R.I.P. Christo

To commemorate the divine career of Christo, who died over the weekend, let’s revisit his documentary Walking on Water, available to watch at home right now.

Oh, and if you’re ever trying to figure out on which digital viewing-platforms you can find a movie, allow me to introduce the wonderful (and wonderfully free) one-stop-shop-to-do-just-that app JustWatch.


Walking on Water is like a documentary mashup of Christopher Guest meets The Mad Ones, a portrait of an artist-at-work that doubles as a comedy of both manners and errors, pertaining to how the artistic sausage gets communally, hysterically, ridiculously, absurdly, profoundly, dysfunctionally, maddeningly, impossibly, inconceivably, and humanely (or not) made (or not).

The “artist-at-work” here is environmental artist Christo, and the environmental piece he’s working on is The Floating Piers, which is better seen than described.

One of the central questions the documentary deflates pertains to labeling Christo as the primary artist-at-work, since he seems to do little of the actual construction. That task falls upon the shoulders of his hordes of contracted manual laborers, who follow his often nonsensical directions. Walking on Water presents the artistic process as art, or at least the subject of this art, ultimately probing the debate concerning the separation of art and artist; should observing their process color our evaluations of the resulting art, and perhaps change who’s deemed responsible?

The documentary begins at the end of his conception period for The Floating Piers, the part that most would consider the reason he deserves to be showered with accolades, because none of the artistry that springs from his original inspiration would exist without it. And Walking on Water ends with Christo back in an imaginarium phase for his next project; the documentary short-thrifts this incubation stage to indicate its interest in the translation from mind to matter, and the hands of others required to shape it into being.

Christo’s the known name because everything starts with him, yet is he owed the bulk of the credit, when the bulk of Walking on Water‘s runtime is devoted to the tremendous undertaking of bringing that germ to life? Why are these legion of workers left in the unknown dust? Why don’t they warrant just as much attention and praise? If you think they’re more interchangeable than Christo, maybe that’s your capitalistic value system showing?

Stored dataset items
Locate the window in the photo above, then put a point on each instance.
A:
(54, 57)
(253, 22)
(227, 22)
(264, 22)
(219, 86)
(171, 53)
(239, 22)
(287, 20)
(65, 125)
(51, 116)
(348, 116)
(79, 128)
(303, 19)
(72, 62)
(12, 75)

*Requirement A:* Rewrite the Walking on Water review starting with "R.I.P. Christo" and going on through "made (or not).", changing "mashup" to "blend".
*Requirement B:* Write what comes next in the Walking on Water review, picking up after its final sentence.
These rows were taken from a separate source.

*Exercise output A:*
R.I.P. Christo

To commemorate the divine career of Christo, who died over the weekend, let’s revisit his documentary Walking on Water, available to watch at home right now.

Oh, and if you’re ever trying to figure out on which digital viewing-platforms you can find a movie, allow me to introduce the wonderful (and wonderfully free) one-stop-shop-to-do-just-that app JustWatch.


Walking on Water is like a documentary blend of Christopher Guest meets The Mad Ones, a portrait of an artist-at-work that doubles as a comedy of both manners and errors, pertaining to how the artistic sausage gets communally, hysterically, ridiculously, absurdly, profoundly, dysfunctionally, maddeningly, impossibly, inconceivably, and humanely (or not) made (or not).

*Exercise output B:*
Then again, without such a documentary, we couldn’t peer behind the curtain, thus it makes sense that the man in front pulling it open is awarded? Walking on Water records for posterity two ephemeral components usually reserved for the dustbins of history: temporary art instillations, and how they come to be.

By focusing on the minute details of this collaboration — and how Christo appears to get in the way more than he paves it — Walking on Water analyzes the nature of idea vs. implementation. Why is the conceptual vision valued over the workforce actually painting the picture? Aren’t all of these factors equally necessary, and to thank? Why are we — including the documentary itself — drawn to Christo (hey, auteur theory!)?

On its surface, the title describes the miracle The Floating Piers offers to traversers. But it’s also a subtle nod at one of the seminal foundations of auteurism, “the author of everything”: Jesus Christ. The holy trinity may sound communal, but the New Testament — and its devotees — harp on one man. Has the western world’s most influential text conditioned/brainwashed — be it overtly, voluntarily, or insidiously — hero worship into the popular consciousness? The dude who walked on water is enshrined, while those who spread his gospel — AKA, why anyone’s familiar with his acts at all — cannot match his heavenly wattage. One man is glorified above all, even though he preached the ideals of collectivism.

Was Jesus’ miracle the product of a solitary blessed individual, or a team effort unrecognized by solo-obsession? Is a “manmade miracle” an oxymoron in terms of how those individual words are commonly defined? And note how the title’s active; Walking on Water, not Walk on Water, which emphasizes the ongoing, perhaps never-ending effort of the artistic process.

Though the documentary’s aware of the substance undergirding what’s depicted, it also derives nonstop amusement from its immersion into the feeling that artists nightmare about, of existing on the teetering edge of the chaotic precipice leading to complete collapse. From this enveloping angst comes something beautiful, like how Christo finds peace by trusting another person to cut his eyelashes…by hand…with scissors. Is this beautiful peace predicated upon the aforementioned precipice?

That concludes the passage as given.